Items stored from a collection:
····················
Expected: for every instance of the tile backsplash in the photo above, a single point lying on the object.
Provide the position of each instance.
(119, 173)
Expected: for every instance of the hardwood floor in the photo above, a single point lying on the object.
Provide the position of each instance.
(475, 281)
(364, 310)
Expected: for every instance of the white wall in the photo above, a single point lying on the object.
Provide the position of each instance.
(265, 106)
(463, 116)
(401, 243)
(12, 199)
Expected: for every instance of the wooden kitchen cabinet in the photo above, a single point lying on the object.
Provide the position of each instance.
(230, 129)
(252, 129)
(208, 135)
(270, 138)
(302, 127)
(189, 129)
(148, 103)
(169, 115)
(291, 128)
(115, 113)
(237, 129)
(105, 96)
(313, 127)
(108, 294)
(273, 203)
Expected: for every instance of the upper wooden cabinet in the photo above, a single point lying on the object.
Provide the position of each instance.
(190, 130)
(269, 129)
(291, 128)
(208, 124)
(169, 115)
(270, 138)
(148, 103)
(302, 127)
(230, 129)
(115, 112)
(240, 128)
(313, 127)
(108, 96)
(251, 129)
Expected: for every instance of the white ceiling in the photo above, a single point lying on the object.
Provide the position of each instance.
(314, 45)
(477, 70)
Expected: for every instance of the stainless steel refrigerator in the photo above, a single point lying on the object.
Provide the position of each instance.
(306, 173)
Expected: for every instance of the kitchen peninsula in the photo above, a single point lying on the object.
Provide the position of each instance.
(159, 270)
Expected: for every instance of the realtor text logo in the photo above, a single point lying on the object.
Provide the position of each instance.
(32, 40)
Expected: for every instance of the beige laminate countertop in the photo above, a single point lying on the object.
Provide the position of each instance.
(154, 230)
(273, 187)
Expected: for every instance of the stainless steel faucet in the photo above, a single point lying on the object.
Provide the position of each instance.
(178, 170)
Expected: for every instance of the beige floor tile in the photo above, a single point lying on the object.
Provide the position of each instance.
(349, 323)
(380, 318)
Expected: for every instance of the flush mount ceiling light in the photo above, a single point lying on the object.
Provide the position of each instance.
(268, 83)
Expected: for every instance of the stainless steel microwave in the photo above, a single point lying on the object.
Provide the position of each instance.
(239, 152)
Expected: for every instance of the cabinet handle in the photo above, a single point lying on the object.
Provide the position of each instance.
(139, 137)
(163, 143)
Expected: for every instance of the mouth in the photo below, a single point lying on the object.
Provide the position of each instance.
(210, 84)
····················
Challenge: Render every line of the records above as a JSON list of strings, with one string per line and blank lines omitted.

Task output:
[
  "Expected: for every instance of the tile backsplash in the photo above, a single point lying on the object.",
  "Provide the position of each instance.",
  "(119, 173)",
  "Expected: for every instance of the hardwood floor in the photo above, a single point lying on the object.",
  "Provide the position of each instance.",
  "(475, 281)",
  "(364, 310)",
  "Expected: for every instance of the white wall in the photo above, a single point lying on the object.",
  "Provide the position of each instance.",
  "(265, 106)",
  "(463, 116)",
  "(401, 243)",
  "(12, 199)",
  "Expected: for every instance of the wooden kitchen cabinet in the photo above, a single point lying on the object.",
  "Provide the position of each instance.",
  "(230, 129)",
  "(252, 129)",
  "(208, 135)",
  "(270, 138)",
  "(302, 127)",
  "(189, 129)",
  "(148, 103)",
  "(169, 115)",
  "(291, 128)",
  "(115, 113)",
  "(237, 129)",
  "(105, 96)",
  "(313, 127)",
  "(108, 294)",
  "(273, 203)",
  "Expected: for every instance of the upper wooden cabinet in the photo above, a single point lying on the object.",
  "Provide the position of each instance.",
  "(190, 130)",
  "(269, 129)",
  "(291, 128)",
  "(208, 124)",
  "(169, 115)",
  "(270, 138)",
  "(148, 103)",
  "(302, 127)",
  "(230, 129)",
  "(115, 112)",
  "(240, 128)",
  "(313, 127)",
  "(108, 96)",
  "(251, 129)",
  "Expected: for every instance of the white ceiling in the photo above, a single point lying on the object.",
  "Provide the position of each instance.",
  "(314, 45)",
  "(477, 70)",
  "Expected: for every instance of the stainless steel refrigerator in the photo above, a single point lying on the object.",
  "Provide the position of each instance.",
  "(306, 173)",
  "Expected: for every instance of the kitchen peninsula in the photo above, a single point lying on the object.",
  "Provide the position of each instance.",
  "(159, 270)",
  "Expected: for every instance of the realtor text logo in the photo above, a single point lying on the object.",
  "Provide the position of each instance.",
  "(32, 40)",
  "Expected: for every instance of the beige laminate countertop in the photo above, a single point lying on the object.",
  "Provide the position of each instance.",
  "(154, 230)",
  "(273, 187)",
  "Expected: for every instance of the stainless steel faucet in the photo above, a single point lying on the object.",
  "Provide the position of each instance.",
  "(178, 170)",
  "Expected: for every instance of the beige floor tile in the photo above, a single point lying on the object.",
  "Provide the position of each instance.",
  "(349, 323)",
  "(380, 318)",
  "Expected: for every instance of the flush mount ceiling light in the photo above, a single point lying on the object.",
  "Provide the position of each instance.",
  "(268, 83)",
  "Expected: for every instance of the stainless steel microwave in the photo above, a single point lying on the object.",
  "Provide the position of each instance.",
  "(239, 152)",
  "Expected: for every instance of the cabinet handle in the photo above, a single point lying on the object.",
  "Provide the position of each instance.",
  "(139, 137)",
  "(163, 143)",
  "Expected: for every instance of the mouth in the photo below, a single point lying on the object.",
  "Provide the position of each instance.",
  "(210, 84)"
]